* What is being asked: Set out the lines below, from the one containing "crate slat shown" through the last line, as a Markdown table with the columns Row and Line, skipping blank lines.

------

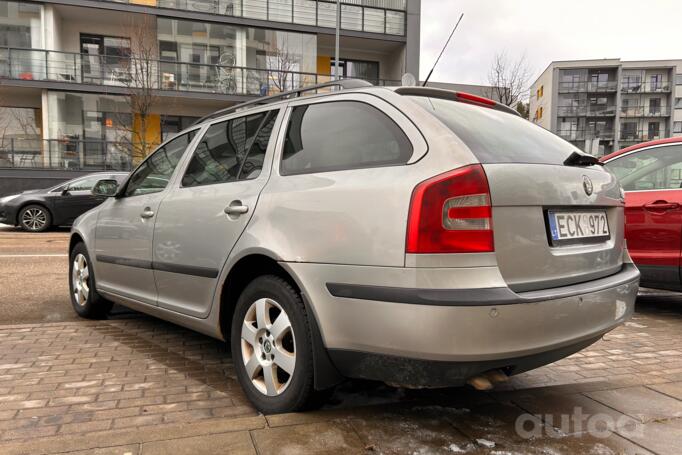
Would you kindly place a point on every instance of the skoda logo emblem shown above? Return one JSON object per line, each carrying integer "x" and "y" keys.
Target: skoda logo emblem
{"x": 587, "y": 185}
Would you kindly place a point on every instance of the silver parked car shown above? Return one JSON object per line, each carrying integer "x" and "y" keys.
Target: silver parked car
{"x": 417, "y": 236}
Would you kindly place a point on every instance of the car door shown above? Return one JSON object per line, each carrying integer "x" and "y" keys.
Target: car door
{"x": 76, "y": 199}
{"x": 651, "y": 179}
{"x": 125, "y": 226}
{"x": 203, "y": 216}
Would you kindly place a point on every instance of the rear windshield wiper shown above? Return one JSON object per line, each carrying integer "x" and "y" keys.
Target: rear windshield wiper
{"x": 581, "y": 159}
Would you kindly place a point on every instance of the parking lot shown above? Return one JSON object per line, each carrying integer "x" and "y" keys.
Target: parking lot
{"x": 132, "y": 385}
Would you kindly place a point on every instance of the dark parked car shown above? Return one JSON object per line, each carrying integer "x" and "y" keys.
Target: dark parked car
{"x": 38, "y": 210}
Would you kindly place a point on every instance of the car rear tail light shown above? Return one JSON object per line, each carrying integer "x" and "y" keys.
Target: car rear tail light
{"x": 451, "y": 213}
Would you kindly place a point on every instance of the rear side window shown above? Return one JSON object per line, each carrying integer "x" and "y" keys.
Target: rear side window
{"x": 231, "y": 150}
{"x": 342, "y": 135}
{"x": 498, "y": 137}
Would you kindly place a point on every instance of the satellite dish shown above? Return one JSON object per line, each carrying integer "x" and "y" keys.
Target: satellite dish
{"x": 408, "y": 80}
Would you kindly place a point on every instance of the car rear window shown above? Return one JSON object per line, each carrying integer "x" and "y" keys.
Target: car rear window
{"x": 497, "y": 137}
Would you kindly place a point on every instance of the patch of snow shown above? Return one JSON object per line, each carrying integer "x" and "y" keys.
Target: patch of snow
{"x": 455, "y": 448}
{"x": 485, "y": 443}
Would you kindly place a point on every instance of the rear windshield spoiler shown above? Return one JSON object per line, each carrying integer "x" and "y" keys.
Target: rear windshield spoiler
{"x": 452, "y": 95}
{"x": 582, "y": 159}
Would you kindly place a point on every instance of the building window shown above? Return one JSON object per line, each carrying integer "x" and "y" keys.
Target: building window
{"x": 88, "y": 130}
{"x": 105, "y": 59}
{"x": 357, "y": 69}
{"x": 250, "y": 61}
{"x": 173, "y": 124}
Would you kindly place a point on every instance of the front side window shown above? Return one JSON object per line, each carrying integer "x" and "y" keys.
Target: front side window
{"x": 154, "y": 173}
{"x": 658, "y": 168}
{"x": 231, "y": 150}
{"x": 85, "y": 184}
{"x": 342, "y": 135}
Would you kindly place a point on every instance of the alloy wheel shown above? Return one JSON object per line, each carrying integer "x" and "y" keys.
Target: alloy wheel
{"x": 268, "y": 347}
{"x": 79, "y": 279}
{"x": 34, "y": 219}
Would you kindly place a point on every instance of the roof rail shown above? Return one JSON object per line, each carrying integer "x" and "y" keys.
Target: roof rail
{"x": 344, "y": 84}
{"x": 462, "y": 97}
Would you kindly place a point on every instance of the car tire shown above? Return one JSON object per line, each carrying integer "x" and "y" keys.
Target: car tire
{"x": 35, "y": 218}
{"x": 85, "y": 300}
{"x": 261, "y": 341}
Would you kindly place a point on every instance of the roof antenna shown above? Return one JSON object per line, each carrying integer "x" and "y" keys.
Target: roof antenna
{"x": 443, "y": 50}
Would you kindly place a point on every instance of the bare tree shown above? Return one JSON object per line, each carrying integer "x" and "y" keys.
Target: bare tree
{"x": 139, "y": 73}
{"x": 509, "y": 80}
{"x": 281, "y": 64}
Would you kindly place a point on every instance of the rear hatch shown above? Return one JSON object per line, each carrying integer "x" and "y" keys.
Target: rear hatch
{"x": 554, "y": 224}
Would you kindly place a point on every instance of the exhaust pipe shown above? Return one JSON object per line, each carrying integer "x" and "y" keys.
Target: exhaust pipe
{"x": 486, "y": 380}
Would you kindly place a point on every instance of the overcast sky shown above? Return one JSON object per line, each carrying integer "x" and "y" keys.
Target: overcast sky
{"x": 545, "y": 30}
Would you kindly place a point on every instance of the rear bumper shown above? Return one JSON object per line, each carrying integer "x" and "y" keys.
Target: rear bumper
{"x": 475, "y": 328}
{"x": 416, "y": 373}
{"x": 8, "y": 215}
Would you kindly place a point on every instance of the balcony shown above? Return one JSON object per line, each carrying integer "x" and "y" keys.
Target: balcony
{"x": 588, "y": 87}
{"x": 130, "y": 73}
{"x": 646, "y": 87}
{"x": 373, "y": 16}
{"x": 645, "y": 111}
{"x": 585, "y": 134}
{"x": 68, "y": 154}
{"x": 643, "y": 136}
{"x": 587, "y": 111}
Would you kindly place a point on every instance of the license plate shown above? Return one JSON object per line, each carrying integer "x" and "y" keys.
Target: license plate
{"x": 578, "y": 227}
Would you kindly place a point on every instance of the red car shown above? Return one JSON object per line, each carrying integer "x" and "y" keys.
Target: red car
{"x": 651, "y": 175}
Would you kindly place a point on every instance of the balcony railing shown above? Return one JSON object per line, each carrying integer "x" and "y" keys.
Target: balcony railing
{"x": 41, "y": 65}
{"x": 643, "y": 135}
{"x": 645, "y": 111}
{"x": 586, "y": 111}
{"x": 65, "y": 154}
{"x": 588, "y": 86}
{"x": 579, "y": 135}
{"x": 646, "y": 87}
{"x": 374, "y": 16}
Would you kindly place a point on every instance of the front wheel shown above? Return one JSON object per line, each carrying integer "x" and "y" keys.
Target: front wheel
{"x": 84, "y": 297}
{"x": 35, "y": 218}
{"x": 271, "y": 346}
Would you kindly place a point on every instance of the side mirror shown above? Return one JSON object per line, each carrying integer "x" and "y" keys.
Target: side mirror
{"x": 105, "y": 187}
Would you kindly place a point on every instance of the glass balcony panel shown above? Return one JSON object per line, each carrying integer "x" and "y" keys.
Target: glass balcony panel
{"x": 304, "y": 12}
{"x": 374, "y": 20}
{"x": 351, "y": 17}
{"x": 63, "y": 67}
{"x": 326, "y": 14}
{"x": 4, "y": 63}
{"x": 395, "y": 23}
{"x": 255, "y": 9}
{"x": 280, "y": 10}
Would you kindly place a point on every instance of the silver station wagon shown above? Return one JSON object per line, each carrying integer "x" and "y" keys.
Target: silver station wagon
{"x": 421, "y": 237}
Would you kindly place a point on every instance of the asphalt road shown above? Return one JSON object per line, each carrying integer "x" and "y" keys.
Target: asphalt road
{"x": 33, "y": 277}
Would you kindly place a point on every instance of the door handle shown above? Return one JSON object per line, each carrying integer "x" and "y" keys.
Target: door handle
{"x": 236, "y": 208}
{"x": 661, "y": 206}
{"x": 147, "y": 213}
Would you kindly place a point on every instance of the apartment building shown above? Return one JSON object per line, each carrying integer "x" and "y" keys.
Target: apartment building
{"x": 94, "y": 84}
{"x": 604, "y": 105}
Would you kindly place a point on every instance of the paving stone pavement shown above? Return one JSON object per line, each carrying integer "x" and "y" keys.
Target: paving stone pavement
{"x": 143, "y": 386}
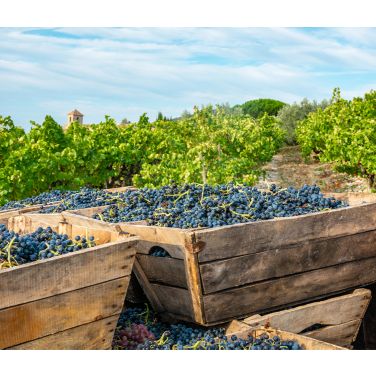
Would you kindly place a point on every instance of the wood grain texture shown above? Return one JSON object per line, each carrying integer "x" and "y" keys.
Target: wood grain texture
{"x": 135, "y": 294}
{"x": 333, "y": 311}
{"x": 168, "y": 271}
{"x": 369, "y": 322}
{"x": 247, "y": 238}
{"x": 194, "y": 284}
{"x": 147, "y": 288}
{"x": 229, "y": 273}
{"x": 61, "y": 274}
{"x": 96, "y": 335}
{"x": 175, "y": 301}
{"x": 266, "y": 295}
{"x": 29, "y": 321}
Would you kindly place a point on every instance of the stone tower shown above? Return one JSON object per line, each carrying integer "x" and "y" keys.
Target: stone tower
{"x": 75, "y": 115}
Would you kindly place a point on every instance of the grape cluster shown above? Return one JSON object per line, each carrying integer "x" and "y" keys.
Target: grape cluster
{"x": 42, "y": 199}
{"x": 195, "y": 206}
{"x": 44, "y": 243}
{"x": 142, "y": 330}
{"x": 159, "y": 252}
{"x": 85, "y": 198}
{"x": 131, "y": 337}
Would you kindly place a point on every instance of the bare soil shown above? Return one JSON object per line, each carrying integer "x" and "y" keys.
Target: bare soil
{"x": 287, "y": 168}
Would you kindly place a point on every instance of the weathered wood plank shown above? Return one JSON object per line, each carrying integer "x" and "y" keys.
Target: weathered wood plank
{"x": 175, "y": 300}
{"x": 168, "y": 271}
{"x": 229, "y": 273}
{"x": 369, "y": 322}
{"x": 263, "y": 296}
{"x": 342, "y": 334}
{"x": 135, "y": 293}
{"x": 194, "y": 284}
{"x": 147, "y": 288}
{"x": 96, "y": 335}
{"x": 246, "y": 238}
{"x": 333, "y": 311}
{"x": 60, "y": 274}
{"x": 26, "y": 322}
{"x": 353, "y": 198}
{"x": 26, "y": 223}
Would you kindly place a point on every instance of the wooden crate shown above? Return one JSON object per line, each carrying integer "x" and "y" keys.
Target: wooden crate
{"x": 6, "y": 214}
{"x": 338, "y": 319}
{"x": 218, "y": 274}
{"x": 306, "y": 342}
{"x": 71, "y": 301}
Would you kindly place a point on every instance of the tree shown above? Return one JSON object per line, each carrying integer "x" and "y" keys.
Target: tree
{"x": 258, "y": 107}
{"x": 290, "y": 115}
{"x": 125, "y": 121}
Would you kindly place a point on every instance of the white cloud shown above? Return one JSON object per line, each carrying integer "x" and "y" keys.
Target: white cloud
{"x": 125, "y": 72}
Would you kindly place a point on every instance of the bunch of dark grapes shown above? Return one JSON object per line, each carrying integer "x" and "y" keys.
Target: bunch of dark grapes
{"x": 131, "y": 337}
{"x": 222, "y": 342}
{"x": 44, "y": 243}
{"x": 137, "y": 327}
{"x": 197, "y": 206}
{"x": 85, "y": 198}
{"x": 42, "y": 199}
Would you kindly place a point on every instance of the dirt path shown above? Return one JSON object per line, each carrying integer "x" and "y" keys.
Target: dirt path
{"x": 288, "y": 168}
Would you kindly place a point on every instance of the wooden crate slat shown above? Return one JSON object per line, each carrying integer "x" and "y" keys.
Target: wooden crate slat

------

* Result of this task:
| Row | Line |
|---|---|
| 1 | Would you kindly place a point on every instance of the wooden crate slat shown above? Return one JSON object per line, each carrying integer "x" and "y" keys. |
| 2 | Target: wooden crate slat |